◆ **Exercise**:
Could you convert the items below into a two-column CSV with the headers "instruction" and "points", one row per item giving its text and its answer? Put each value in a single quoted field, replace line breaks with spaces, and leave the pictures out.

◆ **Source material**:
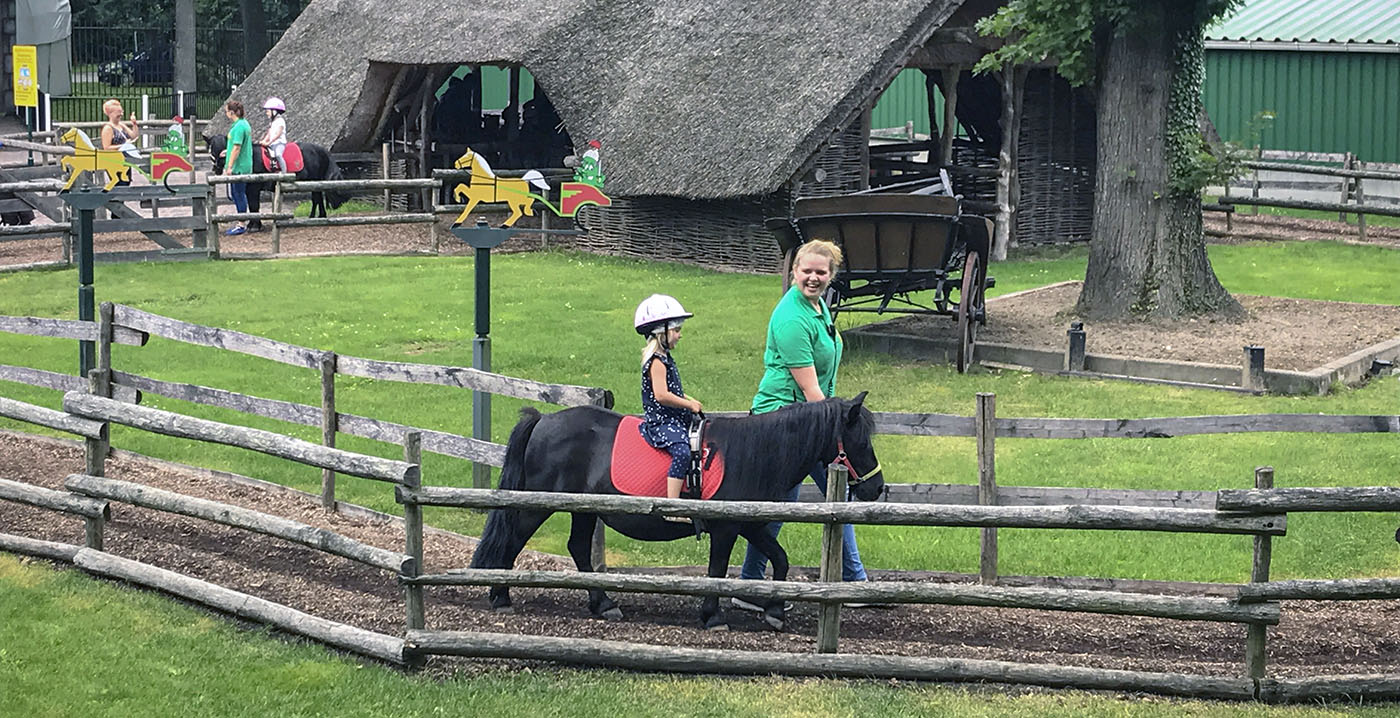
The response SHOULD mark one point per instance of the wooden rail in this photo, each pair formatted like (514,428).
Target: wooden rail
(237,517)
(1323,498)
(655,658)
(172,424)
(242,605)
(62,501)
(1109,602)
(1115,518)
(51,419)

◆ **Output below**:
instruction,points
"The response SHOULD mark one point per instance of the wooden rail in this photo, each pair formatted like (514,428). Target: wooden rail","(237,517) (1323,498) (655,658) (172,424) (242,605) (62,501) (1109,602) (1115,518) (51,419)"